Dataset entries
•••••
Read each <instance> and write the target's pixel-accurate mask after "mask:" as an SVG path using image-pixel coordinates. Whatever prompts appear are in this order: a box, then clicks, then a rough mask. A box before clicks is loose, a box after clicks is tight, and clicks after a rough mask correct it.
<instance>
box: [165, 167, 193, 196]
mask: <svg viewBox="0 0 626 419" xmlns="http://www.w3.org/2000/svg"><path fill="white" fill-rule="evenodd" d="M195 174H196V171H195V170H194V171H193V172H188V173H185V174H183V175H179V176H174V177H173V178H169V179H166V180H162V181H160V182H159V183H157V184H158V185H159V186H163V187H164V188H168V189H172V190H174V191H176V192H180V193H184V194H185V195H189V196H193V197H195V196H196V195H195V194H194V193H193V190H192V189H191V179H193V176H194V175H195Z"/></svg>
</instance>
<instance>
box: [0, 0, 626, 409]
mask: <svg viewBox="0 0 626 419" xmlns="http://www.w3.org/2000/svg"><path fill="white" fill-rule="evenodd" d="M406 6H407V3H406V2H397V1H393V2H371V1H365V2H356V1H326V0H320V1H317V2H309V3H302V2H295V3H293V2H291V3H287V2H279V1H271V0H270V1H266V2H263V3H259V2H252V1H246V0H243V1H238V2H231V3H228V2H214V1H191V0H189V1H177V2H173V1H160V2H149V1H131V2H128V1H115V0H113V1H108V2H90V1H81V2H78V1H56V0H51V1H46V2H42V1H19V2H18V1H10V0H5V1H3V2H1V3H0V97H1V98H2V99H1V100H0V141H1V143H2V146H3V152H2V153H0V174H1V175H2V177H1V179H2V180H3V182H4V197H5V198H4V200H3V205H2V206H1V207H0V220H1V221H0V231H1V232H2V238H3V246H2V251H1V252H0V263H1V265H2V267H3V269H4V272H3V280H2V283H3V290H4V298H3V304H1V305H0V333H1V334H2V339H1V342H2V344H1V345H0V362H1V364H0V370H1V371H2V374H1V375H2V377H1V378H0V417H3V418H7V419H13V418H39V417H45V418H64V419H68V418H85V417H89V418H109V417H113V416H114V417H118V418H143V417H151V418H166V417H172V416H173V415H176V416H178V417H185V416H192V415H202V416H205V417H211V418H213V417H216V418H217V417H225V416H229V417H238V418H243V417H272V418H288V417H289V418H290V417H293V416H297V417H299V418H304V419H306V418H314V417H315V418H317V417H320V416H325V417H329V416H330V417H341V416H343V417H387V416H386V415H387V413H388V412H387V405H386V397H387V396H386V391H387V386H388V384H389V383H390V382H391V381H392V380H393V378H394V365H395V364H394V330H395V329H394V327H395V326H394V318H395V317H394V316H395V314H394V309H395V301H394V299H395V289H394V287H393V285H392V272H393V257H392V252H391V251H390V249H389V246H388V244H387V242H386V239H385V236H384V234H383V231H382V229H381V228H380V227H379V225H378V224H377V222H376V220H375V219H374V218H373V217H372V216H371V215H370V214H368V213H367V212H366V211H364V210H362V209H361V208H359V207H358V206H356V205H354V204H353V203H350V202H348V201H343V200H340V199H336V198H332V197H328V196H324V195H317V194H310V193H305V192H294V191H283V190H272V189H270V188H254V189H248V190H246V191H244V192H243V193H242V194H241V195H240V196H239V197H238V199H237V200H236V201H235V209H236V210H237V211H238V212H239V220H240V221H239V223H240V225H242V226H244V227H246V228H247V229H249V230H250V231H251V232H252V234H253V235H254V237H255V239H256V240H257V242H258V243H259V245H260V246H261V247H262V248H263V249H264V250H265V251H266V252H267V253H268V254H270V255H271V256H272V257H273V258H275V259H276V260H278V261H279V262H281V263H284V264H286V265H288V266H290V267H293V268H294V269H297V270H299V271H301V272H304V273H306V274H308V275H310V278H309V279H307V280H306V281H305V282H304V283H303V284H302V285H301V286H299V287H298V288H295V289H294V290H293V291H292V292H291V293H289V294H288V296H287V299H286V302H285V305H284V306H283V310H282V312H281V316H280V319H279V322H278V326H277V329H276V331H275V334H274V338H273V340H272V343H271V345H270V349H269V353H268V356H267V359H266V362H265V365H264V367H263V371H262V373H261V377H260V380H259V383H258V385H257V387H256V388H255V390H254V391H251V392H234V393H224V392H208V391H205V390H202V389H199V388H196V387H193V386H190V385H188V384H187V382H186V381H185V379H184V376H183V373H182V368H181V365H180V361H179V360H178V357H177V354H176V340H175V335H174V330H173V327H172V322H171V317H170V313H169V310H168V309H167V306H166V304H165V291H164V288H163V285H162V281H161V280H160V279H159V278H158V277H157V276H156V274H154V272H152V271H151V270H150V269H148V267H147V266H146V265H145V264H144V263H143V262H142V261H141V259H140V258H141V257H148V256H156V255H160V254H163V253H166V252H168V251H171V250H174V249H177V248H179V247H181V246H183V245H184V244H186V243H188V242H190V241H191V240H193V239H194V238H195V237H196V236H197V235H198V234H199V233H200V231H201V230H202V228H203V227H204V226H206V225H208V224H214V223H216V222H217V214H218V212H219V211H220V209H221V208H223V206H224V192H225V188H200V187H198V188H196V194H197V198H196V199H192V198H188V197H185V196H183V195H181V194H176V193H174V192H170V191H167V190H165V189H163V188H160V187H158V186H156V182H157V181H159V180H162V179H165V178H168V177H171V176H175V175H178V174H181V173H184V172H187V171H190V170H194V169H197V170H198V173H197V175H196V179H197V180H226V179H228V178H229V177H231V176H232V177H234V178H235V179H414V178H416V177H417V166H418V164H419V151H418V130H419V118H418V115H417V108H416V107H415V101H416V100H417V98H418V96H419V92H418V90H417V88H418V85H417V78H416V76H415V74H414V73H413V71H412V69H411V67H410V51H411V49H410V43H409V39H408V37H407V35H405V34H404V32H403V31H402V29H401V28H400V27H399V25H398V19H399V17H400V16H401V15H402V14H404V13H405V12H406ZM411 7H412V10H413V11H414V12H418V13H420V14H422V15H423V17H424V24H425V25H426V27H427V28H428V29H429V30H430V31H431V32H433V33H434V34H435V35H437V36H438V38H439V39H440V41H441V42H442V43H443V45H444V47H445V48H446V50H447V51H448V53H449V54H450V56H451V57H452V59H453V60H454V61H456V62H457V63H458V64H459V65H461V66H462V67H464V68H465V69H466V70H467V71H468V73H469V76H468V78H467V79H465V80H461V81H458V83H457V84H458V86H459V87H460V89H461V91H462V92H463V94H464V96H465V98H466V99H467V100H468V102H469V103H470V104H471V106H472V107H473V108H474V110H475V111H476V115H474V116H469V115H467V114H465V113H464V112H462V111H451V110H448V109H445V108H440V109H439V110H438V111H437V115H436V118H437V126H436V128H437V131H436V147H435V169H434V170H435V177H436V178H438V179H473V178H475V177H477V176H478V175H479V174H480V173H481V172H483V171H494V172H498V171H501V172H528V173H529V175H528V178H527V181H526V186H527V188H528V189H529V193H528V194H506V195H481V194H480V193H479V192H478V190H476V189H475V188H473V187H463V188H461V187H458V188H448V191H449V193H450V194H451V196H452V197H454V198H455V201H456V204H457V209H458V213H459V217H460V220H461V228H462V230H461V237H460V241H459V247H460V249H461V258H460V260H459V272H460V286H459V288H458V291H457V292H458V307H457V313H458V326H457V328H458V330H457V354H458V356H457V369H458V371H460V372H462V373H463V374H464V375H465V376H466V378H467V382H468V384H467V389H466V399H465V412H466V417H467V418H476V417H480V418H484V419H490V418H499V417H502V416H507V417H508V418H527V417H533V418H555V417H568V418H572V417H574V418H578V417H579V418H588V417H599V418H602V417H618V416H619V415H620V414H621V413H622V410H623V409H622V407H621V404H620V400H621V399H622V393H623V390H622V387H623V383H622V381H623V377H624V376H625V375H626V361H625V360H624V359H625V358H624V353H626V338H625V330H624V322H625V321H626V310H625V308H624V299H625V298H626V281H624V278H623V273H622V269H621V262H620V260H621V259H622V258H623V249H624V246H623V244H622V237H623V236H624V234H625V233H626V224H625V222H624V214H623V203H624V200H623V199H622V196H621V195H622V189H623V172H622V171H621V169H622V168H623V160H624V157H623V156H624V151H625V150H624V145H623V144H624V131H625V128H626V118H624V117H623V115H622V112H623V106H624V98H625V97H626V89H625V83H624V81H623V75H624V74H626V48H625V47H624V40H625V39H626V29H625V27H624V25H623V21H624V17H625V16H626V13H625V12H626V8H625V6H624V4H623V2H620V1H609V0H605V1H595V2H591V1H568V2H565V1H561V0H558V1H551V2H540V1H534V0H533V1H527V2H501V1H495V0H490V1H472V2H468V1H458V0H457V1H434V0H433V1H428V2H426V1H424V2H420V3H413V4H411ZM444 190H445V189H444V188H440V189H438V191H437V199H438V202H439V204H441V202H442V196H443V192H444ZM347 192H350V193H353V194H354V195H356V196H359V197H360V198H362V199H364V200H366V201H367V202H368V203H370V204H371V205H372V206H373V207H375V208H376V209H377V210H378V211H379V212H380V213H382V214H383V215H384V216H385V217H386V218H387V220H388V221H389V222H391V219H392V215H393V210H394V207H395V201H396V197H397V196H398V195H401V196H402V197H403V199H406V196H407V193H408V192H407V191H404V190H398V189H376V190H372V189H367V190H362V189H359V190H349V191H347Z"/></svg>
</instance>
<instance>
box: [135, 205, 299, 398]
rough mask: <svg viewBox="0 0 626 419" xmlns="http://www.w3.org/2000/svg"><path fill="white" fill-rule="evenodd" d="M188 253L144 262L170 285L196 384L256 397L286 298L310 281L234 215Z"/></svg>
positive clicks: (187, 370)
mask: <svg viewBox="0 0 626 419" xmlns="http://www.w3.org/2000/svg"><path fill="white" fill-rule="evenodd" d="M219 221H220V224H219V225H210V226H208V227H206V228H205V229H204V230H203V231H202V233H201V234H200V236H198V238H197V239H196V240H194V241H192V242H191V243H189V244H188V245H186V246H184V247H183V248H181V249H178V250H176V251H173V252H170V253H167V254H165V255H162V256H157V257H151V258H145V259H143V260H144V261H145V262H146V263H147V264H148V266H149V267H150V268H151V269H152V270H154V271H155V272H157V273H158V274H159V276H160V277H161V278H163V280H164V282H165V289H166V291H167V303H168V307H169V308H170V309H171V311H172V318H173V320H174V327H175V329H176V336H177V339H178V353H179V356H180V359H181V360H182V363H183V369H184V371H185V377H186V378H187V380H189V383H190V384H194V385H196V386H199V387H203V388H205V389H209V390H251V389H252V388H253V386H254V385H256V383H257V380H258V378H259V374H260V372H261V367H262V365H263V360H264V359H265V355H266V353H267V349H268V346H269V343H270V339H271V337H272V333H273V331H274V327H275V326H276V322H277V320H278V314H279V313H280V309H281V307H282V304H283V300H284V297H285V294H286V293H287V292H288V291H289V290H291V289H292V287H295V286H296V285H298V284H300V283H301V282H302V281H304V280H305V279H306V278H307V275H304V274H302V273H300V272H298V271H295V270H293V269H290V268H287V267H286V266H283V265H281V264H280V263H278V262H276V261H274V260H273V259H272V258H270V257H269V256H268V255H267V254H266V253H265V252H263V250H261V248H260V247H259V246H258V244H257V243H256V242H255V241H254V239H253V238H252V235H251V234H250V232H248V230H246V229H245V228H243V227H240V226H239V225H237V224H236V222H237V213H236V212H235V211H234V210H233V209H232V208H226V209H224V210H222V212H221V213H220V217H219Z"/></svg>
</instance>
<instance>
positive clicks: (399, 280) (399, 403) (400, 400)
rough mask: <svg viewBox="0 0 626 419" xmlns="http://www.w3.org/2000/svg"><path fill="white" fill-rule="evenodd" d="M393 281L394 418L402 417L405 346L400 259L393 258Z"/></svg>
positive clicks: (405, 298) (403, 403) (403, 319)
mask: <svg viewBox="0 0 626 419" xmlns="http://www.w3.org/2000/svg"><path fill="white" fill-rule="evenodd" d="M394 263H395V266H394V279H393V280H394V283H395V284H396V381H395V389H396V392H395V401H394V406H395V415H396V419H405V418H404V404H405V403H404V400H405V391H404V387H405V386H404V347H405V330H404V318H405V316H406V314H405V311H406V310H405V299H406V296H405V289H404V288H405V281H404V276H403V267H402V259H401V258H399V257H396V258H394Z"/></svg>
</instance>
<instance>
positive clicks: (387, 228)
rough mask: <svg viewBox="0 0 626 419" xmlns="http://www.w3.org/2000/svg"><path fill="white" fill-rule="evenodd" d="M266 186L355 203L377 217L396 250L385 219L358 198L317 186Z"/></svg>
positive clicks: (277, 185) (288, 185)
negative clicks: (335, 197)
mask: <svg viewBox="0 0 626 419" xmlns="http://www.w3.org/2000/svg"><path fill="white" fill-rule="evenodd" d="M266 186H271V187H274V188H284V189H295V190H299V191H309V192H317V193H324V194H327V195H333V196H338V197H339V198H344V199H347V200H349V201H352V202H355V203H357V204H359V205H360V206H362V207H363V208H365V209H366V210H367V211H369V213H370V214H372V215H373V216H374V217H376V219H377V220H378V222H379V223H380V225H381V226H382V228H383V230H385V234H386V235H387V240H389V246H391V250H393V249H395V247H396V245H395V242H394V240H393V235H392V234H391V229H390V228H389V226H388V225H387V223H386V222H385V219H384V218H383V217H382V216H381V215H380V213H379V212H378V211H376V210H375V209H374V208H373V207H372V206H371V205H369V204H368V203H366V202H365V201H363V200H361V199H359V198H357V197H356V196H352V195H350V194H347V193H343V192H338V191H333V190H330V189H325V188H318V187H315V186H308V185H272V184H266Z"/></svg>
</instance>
•••••
• What you need to do: Starting at the line with "positive clicks: (405, 298)", copy every line up to and including the last one in the entries above.

• Task solution:
positive clicks: (405, 298) (403, 403) (403, 319)
mask: <svg viewBox="0 0 626 419" xmlns="http://www.w3.org/2000/svg"><path fill="white" fill-rule="evenodd" d="M394 263H395V266H394V279H393V280H394V283H395V284H396V381H395V389H396V392H395V401H394V406H395V415H396V419H405V418H404V404H405V403H404V400H405V391H404V387H405V386H404V347H405V330H404V318H405V316H406V314H405V311H406V310H405V299H406V296H405V289H404V288H405V281H404V276H403V267H402V259H401V258H399V257H396V258H394Z"/></svg>
</instance>
<instance>
positive clicks: (387, 228)
rough mask: <svg viewBox="0 0 626 419" xmlns="http://www.w3.org/2000/svg"><path fill="white" fill-rule="evenodd" d="M266 186L355 203L377 217L396 250L385 219L358 198L317 186Z"/></svg>
positive clicks: (277, 185) (288, 185)
negative clicks: (335, 197)
mask: <svg viewBox="0 0 626 419" xmlns="http://www.w3.org/2000/svg"><path fill="white" fill-rule="evenodd" d="M266 186H271V187H274V188H284V189H295V190H299V191H309V192H317V193H324V194H327V195H333V196H338V197H339V198H344V199H347V200H349V201H352V202H355V203H357V204H359V205H360V206H362V207H363V208H365V209H366V210H367V211H369V213H370V214H372V215H373V216H374V217H376V219H377V220H378V222H379V223H380V225H381V226H382V228H383V230H385V234H386V235H387V240H389V246H391V250H393V249H395V247H396V245H395V242H394V240H393V235H392V234H391V229H390V228H389V226H388V225H387V223H386V222H385V219H384V218H383V217H382V216H381V215H380V213H379V212H378V211H376V210H375V209H374V208H373V207H372V206H371V205H369V204H368V203H366V202H365V201H363V200H361V199H359V198H357V197H356V196H352V195H350V194H347V193H343V192H338V191H333V190H330V189H325V188H318V187H315V186H308V185H272V184H266Z"/></svg>
</instance>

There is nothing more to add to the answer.